What the exercise asks: Leave out pictures; repeat exactly the lines from the "point: paved walkway" line through the last of the data below.

··· Data shown ···

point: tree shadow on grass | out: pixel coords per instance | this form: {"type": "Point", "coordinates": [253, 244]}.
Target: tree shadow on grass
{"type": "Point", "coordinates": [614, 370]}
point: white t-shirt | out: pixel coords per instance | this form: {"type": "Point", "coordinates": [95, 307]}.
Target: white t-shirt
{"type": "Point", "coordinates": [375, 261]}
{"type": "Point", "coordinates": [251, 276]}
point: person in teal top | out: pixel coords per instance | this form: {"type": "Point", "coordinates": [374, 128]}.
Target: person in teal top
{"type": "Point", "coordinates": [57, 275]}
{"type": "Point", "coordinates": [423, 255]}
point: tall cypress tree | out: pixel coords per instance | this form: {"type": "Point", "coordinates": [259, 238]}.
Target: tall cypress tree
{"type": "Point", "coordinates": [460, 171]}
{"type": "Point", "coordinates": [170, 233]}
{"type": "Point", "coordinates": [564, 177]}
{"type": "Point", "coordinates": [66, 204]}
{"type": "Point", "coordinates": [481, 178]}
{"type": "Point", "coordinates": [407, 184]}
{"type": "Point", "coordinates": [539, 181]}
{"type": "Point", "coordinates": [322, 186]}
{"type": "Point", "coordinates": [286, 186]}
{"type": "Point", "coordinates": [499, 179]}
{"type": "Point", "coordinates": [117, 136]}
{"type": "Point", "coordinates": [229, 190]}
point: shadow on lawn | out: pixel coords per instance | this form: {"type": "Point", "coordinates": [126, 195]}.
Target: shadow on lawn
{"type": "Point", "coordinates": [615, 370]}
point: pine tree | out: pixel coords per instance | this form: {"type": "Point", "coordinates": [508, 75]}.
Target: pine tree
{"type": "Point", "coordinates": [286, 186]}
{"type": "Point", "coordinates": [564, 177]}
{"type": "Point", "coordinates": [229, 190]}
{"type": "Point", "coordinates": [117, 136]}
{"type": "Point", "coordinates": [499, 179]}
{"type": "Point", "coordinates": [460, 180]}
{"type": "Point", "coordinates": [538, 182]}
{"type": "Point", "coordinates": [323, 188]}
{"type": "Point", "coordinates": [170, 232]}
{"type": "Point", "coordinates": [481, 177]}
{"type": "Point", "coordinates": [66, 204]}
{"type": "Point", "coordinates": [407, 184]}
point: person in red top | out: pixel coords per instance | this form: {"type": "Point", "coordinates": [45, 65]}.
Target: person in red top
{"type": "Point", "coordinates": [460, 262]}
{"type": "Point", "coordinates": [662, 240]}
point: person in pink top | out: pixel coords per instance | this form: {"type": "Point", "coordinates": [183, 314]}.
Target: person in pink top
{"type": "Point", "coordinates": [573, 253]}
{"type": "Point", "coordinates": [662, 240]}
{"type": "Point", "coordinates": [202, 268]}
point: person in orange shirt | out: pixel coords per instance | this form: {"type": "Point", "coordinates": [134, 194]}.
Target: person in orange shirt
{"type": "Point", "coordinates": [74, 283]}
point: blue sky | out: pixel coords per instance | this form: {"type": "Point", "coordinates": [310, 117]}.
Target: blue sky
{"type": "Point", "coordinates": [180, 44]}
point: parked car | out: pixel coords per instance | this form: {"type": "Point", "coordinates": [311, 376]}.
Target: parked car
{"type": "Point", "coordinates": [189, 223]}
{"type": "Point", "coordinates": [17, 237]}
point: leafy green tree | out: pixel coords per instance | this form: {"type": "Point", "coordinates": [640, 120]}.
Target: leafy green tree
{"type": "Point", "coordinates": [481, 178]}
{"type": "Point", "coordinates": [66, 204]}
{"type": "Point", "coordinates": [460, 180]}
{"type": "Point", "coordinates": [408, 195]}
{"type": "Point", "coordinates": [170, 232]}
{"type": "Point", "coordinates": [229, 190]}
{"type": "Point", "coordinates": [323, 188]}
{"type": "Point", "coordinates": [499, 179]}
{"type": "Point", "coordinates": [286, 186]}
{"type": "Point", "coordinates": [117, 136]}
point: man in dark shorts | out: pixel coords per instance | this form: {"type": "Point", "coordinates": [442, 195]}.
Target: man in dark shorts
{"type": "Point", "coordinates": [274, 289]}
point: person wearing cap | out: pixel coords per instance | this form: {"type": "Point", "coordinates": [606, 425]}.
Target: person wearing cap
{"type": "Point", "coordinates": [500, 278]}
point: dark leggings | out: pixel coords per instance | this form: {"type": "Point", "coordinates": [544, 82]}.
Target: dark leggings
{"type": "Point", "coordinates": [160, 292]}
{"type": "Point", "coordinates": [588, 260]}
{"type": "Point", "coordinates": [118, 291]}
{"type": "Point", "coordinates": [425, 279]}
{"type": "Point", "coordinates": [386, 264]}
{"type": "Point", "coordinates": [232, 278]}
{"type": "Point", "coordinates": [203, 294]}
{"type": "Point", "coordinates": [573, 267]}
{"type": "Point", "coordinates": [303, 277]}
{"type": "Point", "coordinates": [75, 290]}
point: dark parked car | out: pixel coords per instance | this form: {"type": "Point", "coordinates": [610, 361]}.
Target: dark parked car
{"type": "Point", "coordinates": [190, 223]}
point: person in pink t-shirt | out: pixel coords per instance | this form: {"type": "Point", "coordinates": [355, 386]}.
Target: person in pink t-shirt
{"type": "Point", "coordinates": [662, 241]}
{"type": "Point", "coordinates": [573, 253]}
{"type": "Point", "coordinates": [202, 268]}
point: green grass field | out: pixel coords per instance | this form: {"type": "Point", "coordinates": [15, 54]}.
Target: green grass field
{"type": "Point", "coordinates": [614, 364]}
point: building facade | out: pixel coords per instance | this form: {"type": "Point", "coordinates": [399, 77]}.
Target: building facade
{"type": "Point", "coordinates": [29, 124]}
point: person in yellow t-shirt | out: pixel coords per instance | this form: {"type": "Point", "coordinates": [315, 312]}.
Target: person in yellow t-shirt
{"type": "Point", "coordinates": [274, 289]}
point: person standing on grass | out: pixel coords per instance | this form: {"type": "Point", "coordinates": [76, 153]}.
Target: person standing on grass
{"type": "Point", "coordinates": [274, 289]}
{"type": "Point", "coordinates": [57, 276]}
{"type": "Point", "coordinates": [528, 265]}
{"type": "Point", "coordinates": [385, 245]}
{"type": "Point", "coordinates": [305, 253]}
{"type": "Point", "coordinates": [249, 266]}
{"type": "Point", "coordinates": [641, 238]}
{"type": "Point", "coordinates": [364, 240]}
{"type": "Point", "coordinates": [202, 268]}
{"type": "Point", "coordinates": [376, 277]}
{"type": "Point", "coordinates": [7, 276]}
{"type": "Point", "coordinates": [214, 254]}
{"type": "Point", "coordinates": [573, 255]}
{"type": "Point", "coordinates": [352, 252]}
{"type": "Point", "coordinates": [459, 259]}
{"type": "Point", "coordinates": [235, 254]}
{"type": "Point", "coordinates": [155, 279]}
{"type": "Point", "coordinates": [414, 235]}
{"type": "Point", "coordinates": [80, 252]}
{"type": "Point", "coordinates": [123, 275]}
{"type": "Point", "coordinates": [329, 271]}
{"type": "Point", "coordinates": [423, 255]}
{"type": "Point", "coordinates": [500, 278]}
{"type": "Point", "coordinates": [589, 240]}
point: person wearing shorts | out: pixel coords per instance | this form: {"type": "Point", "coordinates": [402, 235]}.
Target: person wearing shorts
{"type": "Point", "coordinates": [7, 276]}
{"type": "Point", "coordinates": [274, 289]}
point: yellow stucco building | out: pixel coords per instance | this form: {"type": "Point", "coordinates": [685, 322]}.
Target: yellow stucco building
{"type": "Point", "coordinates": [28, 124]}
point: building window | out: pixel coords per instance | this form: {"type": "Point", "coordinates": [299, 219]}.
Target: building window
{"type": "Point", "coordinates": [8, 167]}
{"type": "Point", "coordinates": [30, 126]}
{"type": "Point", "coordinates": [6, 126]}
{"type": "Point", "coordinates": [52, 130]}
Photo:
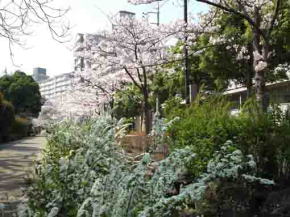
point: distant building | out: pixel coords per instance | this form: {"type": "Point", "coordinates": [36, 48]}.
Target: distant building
{"type": "Point", "coordinates": [39, 74]}
{"type": "Point", "coordinates": [83, 50]}
{"type": "Point", "coordinates": [84, 43]}
{"type": "Point", "coordinates": [56, 86]}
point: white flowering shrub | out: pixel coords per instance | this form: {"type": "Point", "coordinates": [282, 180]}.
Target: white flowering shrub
{"type": "Point", "coordinates": [96, 178]}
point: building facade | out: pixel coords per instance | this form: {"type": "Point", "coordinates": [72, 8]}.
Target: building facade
{"type": "Point", "coordinates": [39, 74]}
{"type": "Point", "coordinates": [56, 86]}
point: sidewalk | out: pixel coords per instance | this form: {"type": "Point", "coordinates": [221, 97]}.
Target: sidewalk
{"type": "Point", "coordinates": [16, 164]}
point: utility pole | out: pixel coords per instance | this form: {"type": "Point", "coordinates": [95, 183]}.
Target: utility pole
{"type": "Point", "coordinates": [186, 60]}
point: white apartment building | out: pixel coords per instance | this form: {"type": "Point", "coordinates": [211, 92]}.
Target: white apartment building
{"type": "Point", "coordinates": [56, 86]}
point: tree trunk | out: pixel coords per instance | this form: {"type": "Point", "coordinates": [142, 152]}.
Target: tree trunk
{"type": "Point", "coordinates": [260, 62]}
{"type": "Point", "coordinates": [147, 112]}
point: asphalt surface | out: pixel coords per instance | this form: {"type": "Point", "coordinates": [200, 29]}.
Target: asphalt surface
{"type": "Point", "coordinates": [16, 165]}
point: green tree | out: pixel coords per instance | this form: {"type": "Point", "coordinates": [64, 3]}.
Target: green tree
{"type": "Point", "coordinates": [6, 118]}
{"type": "Point", "coordinates": [23, 92]}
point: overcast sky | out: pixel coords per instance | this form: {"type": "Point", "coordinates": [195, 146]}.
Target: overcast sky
{"type": "Point", "coordinates": [86, 16]}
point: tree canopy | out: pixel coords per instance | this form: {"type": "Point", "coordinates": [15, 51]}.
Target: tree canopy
{"type": "Point", "coordinates": [23, 92]}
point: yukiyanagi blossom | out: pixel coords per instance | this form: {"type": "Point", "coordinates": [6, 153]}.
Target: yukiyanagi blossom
{"type": "Point", "coordinates": [97, 179]}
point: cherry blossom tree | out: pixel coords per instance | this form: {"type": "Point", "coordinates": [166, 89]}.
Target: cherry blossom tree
{"type": "Point", "coordinates": [262, 16]}
{"type": "Point", "coordinates": [131, 53]}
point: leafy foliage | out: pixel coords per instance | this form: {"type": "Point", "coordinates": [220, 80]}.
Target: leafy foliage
{"type": "Point", "coordinates": [6, 118]}
{"type": "Point", "coordinates": [22, 91]}
{"type": "Point", "coordinates": [84, 173]}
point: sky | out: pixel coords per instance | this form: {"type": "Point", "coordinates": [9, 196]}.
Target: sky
{"type": "Point", "coordinates": [85, 16]}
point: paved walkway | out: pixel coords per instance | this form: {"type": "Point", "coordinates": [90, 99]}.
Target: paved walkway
{"type": "Point", "coordinates": [16, 164]}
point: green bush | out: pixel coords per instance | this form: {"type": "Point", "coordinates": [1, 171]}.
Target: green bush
{"type": "Point", "coordinates": [6, 118]}
{"type": "Point", "coordinates": [207, 124]}
{"type": "Point", "coordinates": [204, 126]}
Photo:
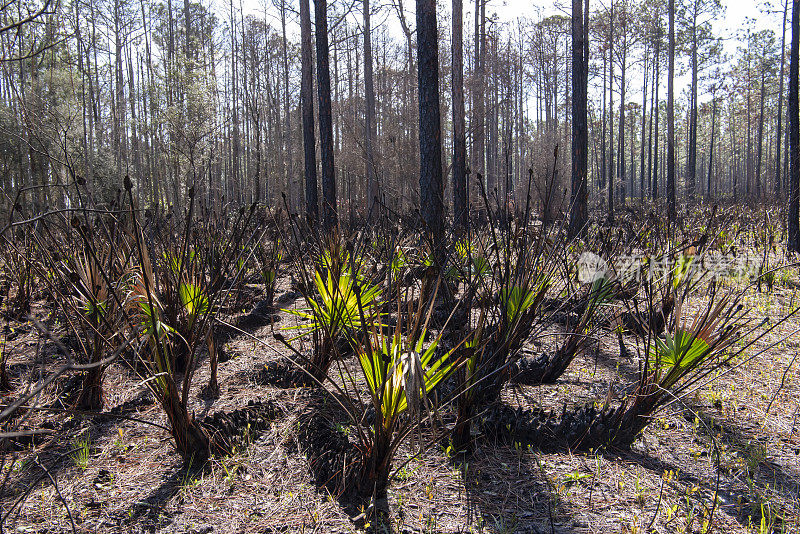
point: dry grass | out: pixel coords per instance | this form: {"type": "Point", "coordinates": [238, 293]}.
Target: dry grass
{"type": "Point", "coordinates": [737, 440]}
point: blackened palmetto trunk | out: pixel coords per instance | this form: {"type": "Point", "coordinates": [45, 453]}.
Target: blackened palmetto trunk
{"type": "Point", "coordinates": [430, 136]}
{"type": "Point", "coordinates": [330, 218]}
{"type": "Point", "coordinates": [307, 98]}
{"type": "Point", "coordinates": [793, 223]}
{"type": "Point", "coordinates": [580, 133]}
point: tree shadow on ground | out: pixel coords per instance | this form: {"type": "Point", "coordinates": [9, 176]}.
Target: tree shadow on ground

···

Task output:
point: paved walkway | out: pixel coords per instance | this form: {"type": "Point", "coordinates": [90, 99]}.
Target: paved walkway
{"type": "Point", "coordinates": [16, 164]}
point: green bush | out: pixel coords per instance | this form: {"type": "Point", "coordinates": [1, 171]}.
Target: green bush
{"type": "Point", "coordinates": [6, 118]}
{"type": "Point", "coordinates": [207, 124]}
{"type": "Point", "coordinates": [204, 126]}
Photo:
point: dry grass | out: pixel coords per instance | this form: {"type": "Point", "coordinates": [238, 293]}.
Target: dry grass
{"type": "Point", "coordinates": [737, 440]}
point: blackened palmetto trunk | out: pixel coords per instance | this form: {"type": "Point", "coordinates": [45, 453]}.
Target: blackened palmetto trunk
{"type": "Point", "coordinates": [430, 136]}
{"type": "Point", "coordinates": [330, 218]}
{"type": "Point", "coordinates": [307, 98]}
{"type": "Point", "coordinates": [793, 223]}
{"type": "Point", "coordinates": [580, 133]}
point: tree shadow on ground | out: pixel coords per instance | this form: {"type": "Point", "coordinates": [9, 176]}.
Target: tree shadow on ground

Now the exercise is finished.